## Instructions to follow
Can you output the material exactly as written, minus any pictures it holds?
==== Exercise input
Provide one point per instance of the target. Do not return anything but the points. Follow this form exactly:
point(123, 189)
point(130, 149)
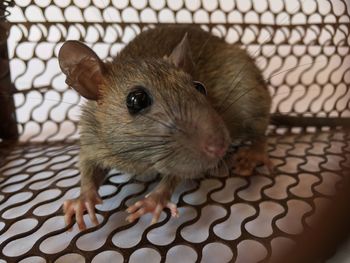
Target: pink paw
point(153, 203)
point(78, 206)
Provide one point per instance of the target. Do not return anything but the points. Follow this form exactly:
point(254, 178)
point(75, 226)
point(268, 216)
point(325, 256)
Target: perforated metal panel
point(302, 48)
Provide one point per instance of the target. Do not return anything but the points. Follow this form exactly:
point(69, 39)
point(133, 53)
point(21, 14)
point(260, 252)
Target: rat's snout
point(215, 146)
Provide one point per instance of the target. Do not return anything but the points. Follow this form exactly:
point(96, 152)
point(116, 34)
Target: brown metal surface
point(8, 122)
point(307, 67)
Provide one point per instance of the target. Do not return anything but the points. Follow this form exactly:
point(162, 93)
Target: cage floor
point(222, 218)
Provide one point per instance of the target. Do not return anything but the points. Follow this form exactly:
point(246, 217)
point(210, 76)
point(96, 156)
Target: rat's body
point(180, 133)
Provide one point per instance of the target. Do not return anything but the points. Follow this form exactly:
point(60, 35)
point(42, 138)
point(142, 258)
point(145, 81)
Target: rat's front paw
point(153, 203)
point(78, 206)
point(247, 159)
========
## Reply
Provide one point per instance of the target. Do not return anything but the points. Follow this form exactly:
point(123, 189)
point(130, 149)
Target: pink paw
point(153, 203)
point(78, 206)
Provide one point per instance of the target. Do not return anything but the points. Follow this form exactly:
point(254, 178)
point(75, 226)
point(268, 216)
point(325, 256)
Target: perforated metal panel
point(302, 48)
Provide one point per instance of the target. Do not return anything but the points. Follow this form exactly:
point(69, 39)
point(133, 53)
point(21, 14)
point(260, 252)
Target: rat's snout
point(215, 146)
Provide one point per instance of the target. Do not return anything but the points. Follow this form exactly:
point(96, 152)
point(116, 34)
Target: brown metal surface
point(8, 122)
point(307, 67)
Provide one point per instance of the target. Do not return anything but the points. Follow this form exactly:
point(162, 93)
Target: cage floor
point(222, 218)
Provide one point per instance of the target. Do not return anything but the points. Follow this form exactly:
point(246, 217)
point(210, 76)
point(96, 156)
Target: rat's body
point(180, 133)
Provide one point per instance of the target. Do not return anything but the points. Follow this form exactly:
point(60, 35)
point(42, 138)
point(142, 258)
point(145, 81)
Target: rat's front paw
point(153, 203)
point(78, 206)
point(247, 159)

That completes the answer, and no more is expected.